--- start The input ---
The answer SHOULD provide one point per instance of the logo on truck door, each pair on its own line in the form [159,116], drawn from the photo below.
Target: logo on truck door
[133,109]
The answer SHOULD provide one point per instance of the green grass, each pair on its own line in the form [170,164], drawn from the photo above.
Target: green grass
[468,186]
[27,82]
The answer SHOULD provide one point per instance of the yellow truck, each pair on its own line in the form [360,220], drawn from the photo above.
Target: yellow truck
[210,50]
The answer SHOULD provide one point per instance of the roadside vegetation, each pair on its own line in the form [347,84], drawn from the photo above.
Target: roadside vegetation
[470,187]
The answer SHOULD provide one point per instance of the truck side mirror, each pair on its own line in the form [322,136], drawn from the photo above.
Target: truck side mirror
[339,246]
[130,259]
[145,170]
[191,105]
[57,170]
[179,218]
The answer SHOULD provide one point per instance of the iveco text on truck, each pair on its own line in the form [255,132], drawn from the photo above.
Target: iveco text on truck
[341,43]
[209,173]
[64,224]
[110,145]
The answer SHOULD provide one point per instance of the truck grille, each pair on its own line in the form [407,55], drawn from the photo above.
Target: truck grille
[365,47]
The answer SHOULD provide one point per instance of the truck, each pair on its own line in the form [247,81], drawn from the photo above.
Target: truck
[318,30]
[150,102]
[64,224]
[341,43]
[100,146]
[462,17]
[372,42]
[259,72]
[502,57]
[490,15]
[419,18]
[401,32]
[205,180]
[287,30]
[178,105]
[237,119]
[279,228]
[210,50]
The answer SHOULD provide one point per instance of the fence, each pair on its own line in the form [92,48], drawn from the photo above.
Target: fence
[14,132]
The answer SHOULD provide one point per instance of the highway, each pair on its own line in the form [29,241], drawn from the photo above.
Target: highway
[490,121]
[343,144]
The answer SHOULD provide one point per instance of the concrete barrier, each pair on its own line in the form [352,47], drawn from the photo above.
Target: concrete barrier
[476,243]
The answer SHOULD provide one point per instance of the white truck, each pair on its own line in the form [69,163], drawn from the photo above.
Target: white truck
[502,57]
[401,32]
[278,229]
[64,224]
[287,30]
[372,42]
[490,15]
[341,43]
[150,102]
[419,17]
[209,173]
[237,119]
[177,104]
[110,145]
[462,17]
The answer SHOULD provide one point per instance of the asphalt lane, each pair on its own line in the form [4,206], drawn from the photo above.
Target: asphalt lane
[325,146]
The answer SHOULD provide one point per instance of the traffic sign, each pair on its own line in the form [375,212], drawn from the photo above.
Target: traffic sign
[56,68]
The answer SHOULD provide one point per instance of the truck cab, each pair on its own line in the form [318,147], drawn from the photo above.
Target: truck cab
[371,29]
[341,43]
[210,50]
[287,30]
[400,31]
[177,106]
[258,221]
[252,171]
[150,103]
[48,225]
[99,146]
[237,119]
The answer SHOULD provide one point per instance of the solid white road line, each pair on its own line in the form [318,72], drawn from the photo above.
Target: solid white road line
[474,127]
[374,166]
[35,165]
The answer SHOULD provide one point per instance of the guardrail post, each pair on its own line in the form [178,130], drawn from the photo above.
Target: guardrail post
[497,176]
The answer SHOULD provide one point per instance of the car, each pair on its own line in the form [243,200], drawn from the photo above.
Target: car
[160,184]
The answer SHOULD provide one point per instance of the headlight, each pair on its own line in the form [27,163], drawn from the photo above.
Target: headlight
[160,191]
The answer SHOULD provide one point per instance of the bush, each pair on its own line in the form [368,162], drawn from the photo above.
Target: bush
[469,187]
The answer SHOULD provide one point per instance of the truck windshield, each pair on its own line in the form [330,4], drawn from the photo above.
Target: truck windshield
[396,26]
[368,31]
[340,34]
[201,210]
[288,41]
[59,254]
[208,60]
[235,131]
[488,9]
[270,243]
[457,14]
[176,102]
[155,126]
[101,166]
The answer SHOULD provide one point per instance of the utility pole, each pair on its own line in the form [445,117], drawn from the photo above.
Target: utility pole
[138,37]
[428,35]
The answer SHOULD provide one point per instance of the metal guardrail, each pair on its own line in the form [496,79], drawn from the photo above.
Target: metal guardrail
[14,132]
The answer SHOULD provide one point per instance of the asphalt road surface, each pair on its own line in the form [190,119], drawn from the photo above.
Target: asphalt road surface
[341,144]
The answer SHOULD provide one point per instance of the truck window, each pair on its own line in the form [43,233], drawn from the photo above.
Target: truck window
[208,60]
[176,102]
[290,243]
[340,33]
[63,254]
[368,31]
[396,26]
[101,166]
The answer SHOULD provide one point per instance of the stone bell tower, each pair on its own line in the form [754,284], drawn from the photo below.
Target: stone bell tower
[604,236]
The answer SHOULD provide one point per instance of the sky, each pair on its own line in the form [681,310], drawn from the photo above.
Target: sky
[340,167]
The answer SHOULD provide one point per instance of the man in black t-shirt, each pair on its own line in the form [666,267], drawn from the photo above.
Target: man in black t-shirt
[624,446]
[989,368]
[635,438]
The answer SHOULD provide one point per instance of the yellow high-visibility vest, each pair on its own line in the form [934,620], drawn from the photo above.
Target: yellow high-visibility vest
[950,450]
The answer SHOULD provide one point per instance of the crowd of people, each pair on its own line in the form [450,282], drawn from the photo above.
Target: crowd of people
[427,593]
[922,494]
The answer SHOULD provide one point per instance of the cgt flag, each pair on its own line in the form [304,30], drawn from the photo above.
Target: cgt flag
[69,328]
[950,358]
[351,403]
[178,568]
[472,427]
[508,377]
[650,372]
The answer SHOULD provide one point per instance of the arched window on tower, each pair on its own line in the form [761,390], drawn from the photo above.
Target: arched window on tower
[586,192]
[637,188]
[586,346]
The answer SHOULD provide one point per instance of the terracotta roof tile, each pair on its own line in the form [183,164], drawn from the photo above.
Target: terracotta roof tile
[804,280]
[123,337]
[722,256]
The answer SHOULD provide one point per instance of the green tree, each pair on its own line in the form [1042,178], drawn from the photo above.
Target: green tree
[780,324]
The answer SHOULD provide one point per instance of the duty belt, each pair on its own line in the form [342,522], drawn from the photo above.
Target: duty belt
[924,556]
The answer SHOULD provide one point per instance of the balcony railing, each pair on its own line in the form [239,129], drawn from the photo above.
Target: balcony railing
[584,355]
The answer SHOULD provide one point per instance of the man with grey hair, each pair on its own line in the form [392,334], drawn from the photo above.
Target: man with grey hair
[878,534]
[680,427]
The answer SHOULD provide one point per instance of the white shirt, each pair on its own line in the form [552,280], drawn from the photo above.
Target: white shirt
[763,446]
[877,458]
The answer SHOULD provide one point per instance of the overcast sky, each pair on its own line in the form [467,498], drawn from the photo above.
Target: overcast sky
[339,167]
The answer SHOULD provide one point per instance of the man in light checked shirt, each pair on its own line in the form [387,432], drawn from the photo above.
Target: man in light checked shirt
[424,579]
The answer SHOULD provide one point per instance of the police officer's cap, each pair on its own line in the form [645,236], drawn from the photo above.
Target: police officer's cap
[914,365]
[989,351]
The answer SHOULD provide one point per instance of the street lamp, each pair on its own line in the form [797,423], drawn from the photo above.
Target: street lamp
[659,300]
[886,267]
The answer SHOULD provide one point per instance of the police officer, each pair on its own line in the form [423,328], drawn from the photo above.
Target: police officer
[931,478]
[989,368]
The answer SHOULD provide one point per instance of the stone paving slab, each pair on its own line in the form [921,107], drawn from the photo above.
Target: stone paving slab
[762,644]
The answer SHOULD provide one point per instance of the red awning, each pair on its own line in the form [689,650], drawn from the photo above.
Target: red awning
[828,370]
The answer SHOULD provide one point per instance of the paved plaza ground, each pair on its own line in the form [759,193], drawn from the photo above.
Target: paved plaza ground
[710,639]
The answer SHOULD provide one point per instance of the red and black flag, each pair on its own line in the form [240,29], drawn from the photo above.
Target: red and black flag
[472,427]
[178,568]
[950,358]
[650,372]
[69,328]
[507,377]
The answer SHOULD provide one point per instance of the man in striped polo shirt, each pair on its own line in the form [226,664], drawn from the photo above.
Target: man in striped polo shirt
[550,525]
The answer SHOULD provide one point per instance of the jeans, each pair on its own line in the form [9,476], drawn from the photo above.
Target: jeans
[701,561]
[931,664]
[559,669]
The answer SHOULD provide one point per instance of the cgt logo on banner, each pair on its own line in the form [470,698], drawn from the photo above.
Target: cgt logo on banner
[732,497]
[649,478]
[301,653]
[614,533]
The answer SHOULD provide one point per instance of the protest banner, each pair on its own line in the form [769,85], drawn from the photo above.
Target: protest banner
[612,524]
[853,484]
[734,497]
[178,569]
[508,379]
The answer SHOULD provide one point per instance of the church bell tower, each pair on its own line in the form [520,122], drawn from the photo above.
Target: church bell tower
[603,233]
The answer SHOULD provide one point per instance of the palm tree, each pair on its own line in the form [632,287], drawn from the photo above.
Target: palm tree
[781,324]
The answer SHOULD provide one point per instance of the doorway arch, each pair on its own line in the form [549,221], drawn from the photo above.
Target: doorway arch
--- end The input ---
**Set problem:** Convert the material above, from the line containing "The answer SHOULD provide one point per instance of the church" through its last line, into a JSON list of strings with one string per line and no blank lines.

**Correct output:**
[
  "The answer SHOULD provide one point per instance of the church bell tower, each pair on its own line in the form [520,122], drawn from the photo above.",
  "Target: church bell tower",
  "[603,233]",
  "The answer SHOULD provide one point per instance of the palm tree, each pair on its own line in the form [632,287], drawn from the photo above.",
  "Target: palm tree",
  "[781,324]",
  "The answer SHOULD provide one point per instance of the doorway arch, each pair on its own line in the form [549,221], drawn from the photo above.",
  "Target: doorway arch"
]